• _What you will do_
Set down, word for word, the lines from the one holding "For the evaluation set, spot each instance of the fork handle" to the final line, both included, and skip the pictures.

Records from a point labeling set
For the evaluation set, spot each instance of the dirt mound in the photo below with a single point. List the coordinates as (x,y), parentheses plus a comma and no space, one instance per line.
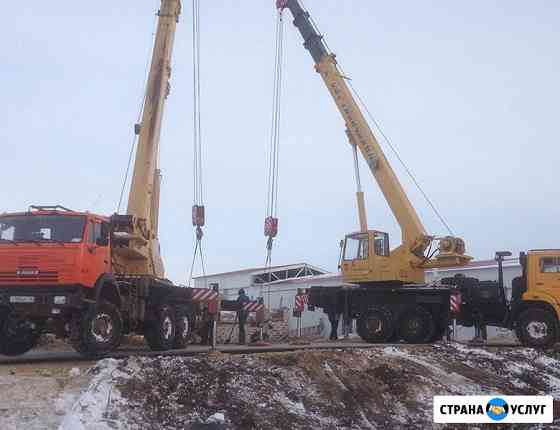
(385,387)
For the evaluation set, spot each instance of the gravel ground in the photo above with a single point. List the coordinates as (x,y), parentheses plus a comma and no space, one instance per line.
(37,397)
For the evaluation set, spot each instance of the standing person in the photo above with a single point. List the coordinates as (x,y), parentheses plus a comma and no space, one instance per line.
(333,315)
(242,315)
(322,327)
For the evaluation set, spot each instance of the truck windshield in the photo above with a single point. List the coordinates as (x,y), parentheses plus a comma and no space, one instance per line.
(35,228)
(357,247)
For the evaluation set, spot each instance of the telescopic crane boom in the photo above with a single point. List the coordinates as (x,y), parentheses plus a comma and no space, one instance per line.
(140,253)
(366,254)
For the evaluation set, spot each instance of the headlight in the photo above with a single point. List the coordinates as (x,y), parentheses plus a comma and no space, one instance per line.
(60,300)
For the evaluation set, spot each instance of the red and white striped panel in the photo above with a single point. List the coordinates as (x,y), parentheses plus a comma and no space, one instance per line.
(253,307)
(204,295)
(301,301)
(455,303)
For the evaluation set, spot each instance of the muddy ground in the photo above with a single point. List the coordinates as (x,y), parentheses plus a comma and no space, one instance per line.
(380,388)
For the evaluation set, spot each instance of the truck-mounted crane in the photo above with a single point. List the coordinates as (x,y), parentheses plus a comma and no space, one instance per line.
(94,278)
(390,299)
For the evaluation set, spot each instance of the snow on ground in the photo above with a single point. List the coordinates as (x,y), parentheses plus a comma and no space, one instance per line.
(378,388)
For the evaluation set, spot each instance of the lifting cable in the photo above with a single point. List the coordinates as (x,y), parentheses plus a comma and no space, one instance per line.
(271,217)
(385,137)
(198,213)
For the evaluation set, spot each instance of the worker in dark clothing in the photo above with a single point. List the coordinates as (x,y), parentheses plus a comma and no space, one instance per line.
(333,315)
(242,315)
(207,331)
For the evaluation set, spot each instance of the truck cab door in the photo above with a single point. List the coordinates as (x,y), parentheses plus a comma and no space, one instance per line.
(355,258)
(97,254)
(546,274)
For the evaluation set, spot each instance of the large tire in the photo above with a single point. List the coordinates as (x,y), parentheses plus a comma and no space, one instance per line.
(160,330)
(537,328)
(98,331)
(417,326)
(376,326)
(18,336)
(183,328)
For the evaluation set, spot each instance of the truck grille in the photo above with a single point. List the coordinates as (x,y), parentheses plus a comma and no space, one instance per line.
(14,277)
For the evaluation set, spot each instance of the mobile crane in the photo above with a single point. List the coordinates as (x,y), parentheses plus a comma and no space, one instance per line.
(390,299)
(94,278)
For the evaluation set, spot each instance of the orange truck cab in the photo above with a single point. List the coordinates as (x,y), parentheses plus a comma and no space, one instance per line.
(51,259)
(58,275)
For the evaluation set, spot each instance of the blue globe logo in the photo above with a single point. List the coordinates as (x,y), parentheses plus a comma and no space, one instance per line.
(497,409)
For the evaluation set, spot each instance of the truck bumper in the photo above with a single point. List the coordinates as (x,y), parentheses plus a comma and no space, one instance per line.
(41,301)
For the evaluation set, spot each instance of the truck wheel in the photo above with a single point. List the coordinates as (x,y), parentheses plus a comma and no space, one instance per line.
(99,331)
(375,326)
(183,328)
(417,326)
(160,331)
(18,336)
(537,328)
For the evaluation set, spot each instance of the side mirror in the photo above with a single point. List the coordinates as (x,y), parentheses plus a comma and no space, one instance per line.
(102,241)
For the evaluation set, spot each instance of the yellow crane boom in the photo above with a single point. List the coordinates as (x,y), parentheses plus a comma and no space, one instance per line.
(372,260)
(141,254)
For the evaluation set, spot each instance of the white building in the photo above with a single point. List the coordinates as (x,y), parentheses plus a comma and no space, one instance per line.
(279,285)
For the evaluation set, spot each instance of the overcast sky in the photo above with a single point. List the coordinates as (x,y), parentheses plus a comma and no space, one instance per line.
(467,91)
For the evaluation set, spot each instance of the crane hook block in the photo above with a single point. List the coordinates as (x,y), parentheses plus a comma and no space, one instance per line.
(281,4)
(270,226)
(198,216)
(199,234)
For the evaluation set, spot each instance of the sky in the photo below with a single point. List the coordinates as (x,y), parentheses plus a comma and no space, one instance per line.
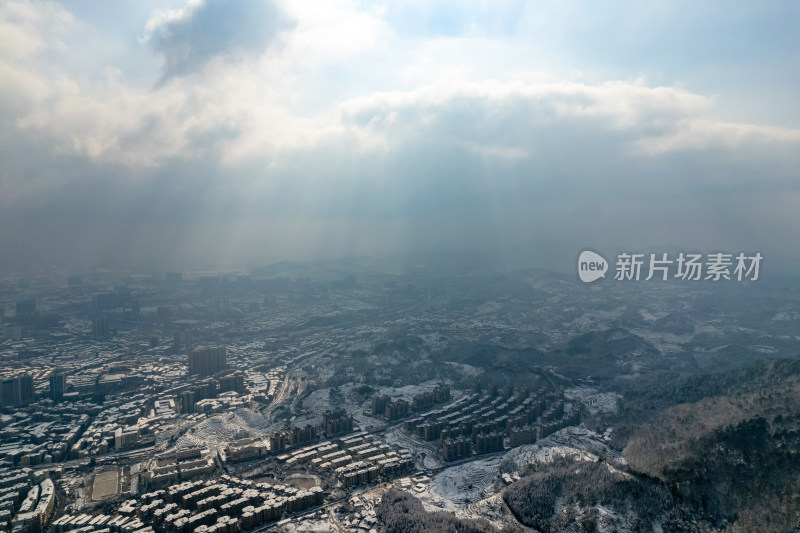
(171,134)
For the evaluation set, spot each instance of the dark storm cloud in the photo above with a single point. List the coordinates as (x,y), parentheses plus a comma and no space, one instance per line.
(206,29)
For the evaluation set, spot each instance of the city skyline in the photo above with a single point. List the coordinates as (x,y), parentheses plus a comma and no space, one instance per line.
(171,133)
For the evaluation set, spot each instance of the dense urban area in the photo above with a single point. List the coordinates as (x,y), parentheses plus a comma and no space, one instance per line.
(365,395)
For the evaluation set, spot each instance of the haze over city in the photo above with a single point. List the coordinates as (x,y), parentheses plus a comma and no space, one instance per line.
(169,133)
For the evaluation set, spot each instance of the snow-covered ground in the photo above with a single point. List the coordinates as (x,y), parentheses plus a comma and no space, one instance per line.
(215,431)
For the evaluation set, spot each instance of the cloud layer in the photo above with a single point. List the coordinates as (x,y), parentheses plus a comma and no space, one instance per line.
(273,130)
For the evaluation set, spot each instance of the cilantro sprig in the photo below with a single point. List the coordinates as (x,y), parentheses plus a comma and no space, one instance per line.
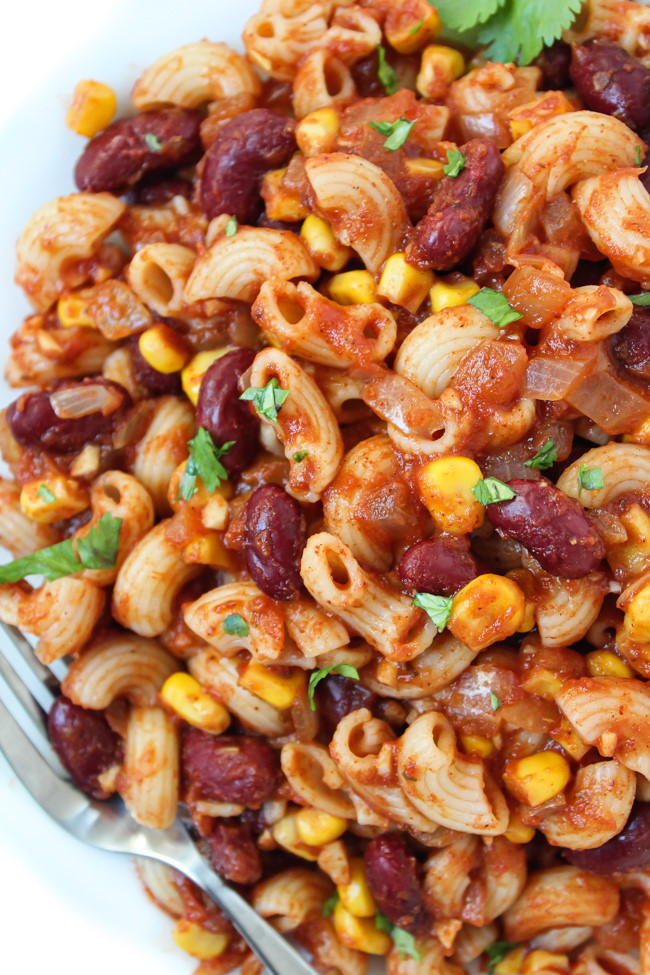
(437,608)
(490,490)
(397,132)
(316,676)
(386,73)
(545,456)
(403,940)
(204,462)
(96,550)
(495,306)
(513,30)
(267,400)
(455,163)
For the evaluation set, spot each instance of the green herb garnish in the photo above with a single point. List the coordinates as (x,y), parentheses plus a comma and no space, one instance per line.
(494,306)
(267,400)
(95,550)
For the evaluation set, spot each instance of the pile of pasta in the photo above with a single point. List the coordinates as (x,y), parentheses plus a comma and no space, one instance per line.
(365,494)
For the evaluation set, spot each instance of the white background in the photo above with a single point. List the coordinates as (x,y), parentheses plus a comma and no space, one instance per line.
(65,908)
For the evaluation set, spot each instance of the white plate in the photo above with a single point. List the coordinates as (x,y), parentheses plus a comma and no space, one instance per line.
(65,907)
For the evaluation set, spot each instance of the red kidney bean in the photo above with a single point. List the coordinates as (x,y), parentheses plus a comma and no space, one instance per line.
(227,768)
(459,211)
(156,383)
(223,414)
(552,526)
(246,148)
(33,422)
(630,850)
(631,346)
(233,852)
(131,147)
(441,566)
(159,189)
(336,696)
(554,62)
(85,743)
(274,528)
(611,81)
(392,874)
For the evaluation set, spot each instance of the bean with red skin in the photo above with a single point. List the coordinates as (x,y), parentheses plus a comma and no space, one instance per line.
(552,526)
(131,148)
(611,81)
(441,566)
(233,852)
(227,768)
(246,148)
(459,211)
(222,413)
(337,696)
(33,422)
(274,538)
(85,743)
(630,850)
(159,189)
(392,874)
(631,346)
(156,383)
(554,63)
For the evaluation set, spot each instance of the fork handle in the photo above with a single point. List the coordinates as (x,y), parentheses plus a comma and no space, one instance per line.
(272,949)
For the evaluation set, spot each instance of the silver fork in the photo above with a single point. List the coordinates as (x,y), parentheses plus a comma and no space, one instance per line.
(27,690)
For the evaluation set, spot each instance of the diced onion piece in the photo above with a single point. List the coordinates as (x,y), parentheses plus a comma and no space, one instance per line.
(69,404)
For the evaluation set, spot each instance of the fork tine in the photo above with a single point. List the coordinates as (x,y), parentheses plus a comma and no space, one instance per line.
(19,652)
(60,800)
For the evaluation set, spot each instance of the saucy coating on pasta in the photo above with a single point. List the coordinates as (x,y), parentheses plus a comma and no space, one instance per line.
(331,443)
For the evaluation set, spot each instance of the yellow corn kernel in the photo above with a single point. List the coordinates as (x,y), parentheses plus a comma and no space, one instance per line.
(570,741)
(208,549)
(360,932)
(445,486)
(637,616)
(282,203)
(445,295)
(353,288)
(488,609)
(517,831)
(511,964)
(604,663)
(316,828)
(439,67)
(544,961)
(323,246)
(72,311)
(317,132)
(542,682)
(431,168)
(403,284)
(537,778)
(266,683)
(185,696)
(53,499)
(197,941)
(631,558)
(476,745)
(193,373)
(356,896)
(164,350)
(640,435)
(285,833)
(408,30)
(93,107)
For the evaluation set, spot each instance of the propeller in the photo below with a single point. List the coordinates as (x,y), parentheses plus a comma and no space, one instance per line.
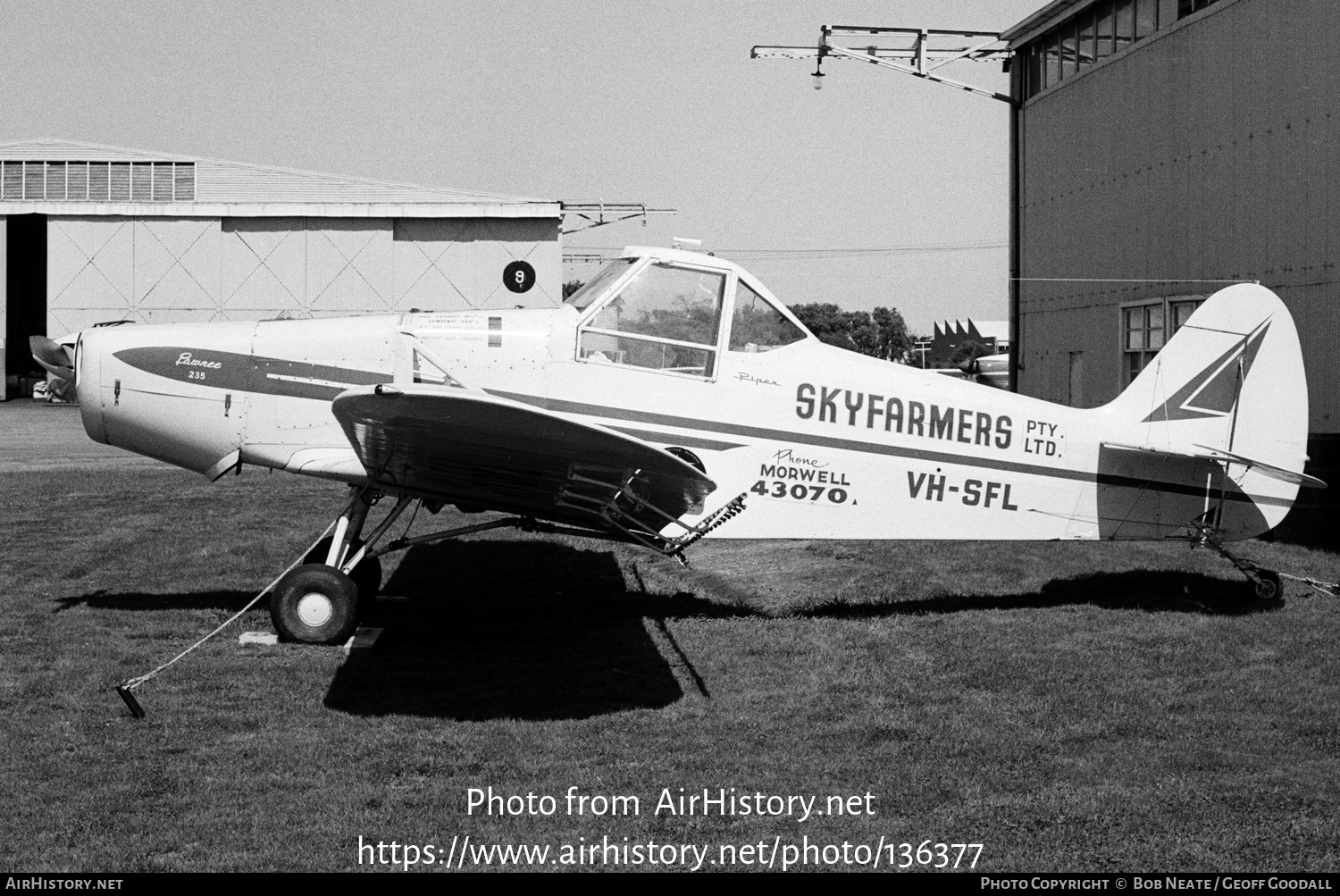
(56,361)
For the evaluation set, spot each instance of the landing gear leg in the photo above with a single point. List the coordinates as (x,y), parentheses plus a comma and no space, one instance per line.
(318,601)
(1267,582)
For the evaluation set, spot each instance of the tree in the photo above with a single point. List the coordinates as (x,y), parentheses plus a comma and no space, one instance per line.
(882,334)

• _Response for this exercise_
For the evaluation set, spot each instance of the fork handle in the photo above with a single point. List the coordinates as (x,y), parentheses plus a comma and no space, one instance per line.
(272,949)
For the evaluation set, spot each instance of the silver fork in the photo above with a single point. List the coordinates as (x,y), parentheses plus a comma and no space, one instance per line.
(27,690)
For the evaluation set, spot each instance of the diced onion piece in the photo above with a single point. List the coordinates as (x,y), parentheses plus a comma and no space, one instance per line.
(69,404)
For the evaluation set, spot each instance of the fork tine in the photo above with a single point. List the coordinates as (x,y), parentheses plus a comma and no space, one instance per line.
(19,652)
(60,800)
For the evaluation set, spot each instance of the saucy coating on pasta in the photo above with a single point. List the coordinates as (x,y), parentheses plus a comma and no space, one instance per line.
(331,443)
For the evaluation set, spot each instance of the yellow corn kernel in the photo above with a single point. List the coordinates as (x,y), parentheses plus a comma and no space, one instance per line.
(570,741)
(208,549)
(360,932)
(445,486)
(637,616)
(282,203)
(445,295)
(353,288)
(488,609)
(517,831)
(511,964)
(604,663)
(316,828)
(439,67)
(544,961)
(323,246)
(72,311)
(317,132)
(542,682)
(431,168)
(403,284)
(537,778)
(266,683)
(185,696)
(53,499)
(197,941)
(631,558)
(476,745)
(193,373)
(356,896)
(164,350)
(640,435)
(285,833)
(408,30)
(93,107)
For the evaluation set, spot each instance of the propeller in the photo below with a single point. List the coordinates as (x,y), parentheses plus a comma and no space, one instance per line.
(56,361)
For the evaluation set, spot each instance of the landing gear leg in the photo above with a single point. List the coordinates as (x,y), parentheses plus a comma and no space, one instance per line.
(318,601)
(1267,582)
For the evaluation set, spot each instance of the tree in the photo above with a single point. List the coordinates as (x,y), parentheses plus a comma and no space, one instance per line.
(882,334)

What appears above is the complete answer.